## START DATASET CONTENT
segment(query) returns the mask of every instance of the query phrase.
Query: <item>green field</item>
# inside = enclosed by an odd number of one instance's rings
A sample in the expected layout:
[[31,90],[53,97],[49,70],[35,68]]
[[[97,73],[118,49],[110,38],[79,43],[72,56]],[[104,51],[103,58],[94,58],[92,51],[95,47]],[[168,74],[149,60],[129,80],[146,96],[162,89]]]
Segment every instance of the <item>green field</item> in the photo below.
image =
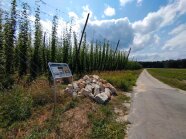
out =
[[58,84],[55,115],[53,89],[47,77],[40,76],[30,85],[26,85],[23,78],[12,89],[0,92],[0,139],[124,138],[127,123],[116,122],[118,114],[114,109],[121,109],[122,114],[127,113],[123,103],[129,102],[130,98],[123,91],[132,90],[140,72],[92,73],[118,90],[118,95],[106,105],[99,105],[86,97],[72,98],[63,91],[67,85]]
[[160,81],[186,90],[186,69],[148,69],[148,71]]

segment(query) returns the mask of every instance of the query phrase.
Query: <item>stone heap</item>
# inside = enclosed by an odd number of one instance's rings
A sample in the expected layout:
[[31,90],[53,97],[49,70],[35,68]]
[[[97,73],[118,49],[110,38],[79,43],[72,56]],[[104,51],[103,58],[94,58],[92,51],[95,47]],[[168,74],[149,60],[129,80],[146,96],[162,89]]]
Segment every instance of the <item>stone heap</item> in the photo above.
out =
[[73,97],[86,96],[100,104],[104,104],[112,95],[116,95],[116,89],[98,75],[85,75],[82,79],[68,84],[64,92]]

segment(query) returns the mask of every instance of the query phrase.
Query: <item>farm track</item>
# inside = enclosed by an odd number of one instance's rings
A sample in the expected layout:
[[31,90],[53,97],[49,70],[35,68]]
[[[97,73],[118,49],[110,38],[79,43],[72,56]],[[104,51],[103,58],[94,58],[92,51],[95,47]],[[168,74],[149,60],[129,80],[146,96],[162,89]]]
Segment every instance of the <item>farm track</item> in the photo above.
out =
## END DATASET CONTENT
WHAT IS NEEDED:
Copy all three entries above character for character, leaving out the picture.

CORRECT RESPONSE:
segment(query) returns the mask of every instance of the query phrase.
Query: <item>green field</item>
# inside = enclosed by an odd number of one instance's rings
A sample in the expected layout:
[[31,90],[53,97],[49,70],[35,68]]
[[[97,73],[118,49],[110,38],[79,43],[72,56]],[[104,51],[103,58],[94,58],[92,51],[95,47]],[[168,74],[149,60],[129,80],[146,96],[162,89]]]
Segment every instance of the <item>green field</item> in the photo below.
image =
out =
[[58,84],[55,115],[53,89],[47,77],[40,76],[30,85],[26,85],[23,78],[12,89],[0,92],[0,139],[124,138],[127,123],[116,122],[118,114],[114,109],[121,109],[122,114],[127,113],[123,103],[129,102],[130,98],[123,91],[132,90],[140,72],[92,73],[118,90],[118,95],[106,105],[99,105],[86,97],[72,98],[63,91],[67,85]]
[[160,81],[186,90],[186,69],[148,69],[148,71]]

segment(query) returns the mask of every instance of the query phrase.
Query: <item>stone heap</item>
# inside = enclosed by an odd number of one instance's rings
A sample in the expected layout:
[[31,90],[53,97],[49,70],[35,68]]
[[[97,73],[118,49],[110,38],[79,43],[72,56]],[[104,51],[103,58],[94,58],[92,51],[95,47]],[[168,74],[149,60],[129,80],[146,96],[162,89]]]
Segment every instance of the <item>stone heap</item> in the photo above.
out =
[[73,97],[86,96],[100,104],[104,104],[112,95],[116,95],[116,89],[98,75],[85,75],[82,79],[68,84],[64,92]]

segment(query) returns the mask of every instance of the query phrase.
Query: <item>farm track</item>
# inside = enclosed by an odd number of one instance's rings
A sample in the expected layout:
[[31,90],[53,97],[49,70],[35,68]]
[[[97,73],[118,49],[110,38],[79,43],[72,56]],[[104,51],[103,58],[94,58],[92,51],[95,47]],[[168,74],[149,60],[129,80],[146,96],[162,89]]]
Segment every instance of the <item>farm track</item> in the photo above.
out =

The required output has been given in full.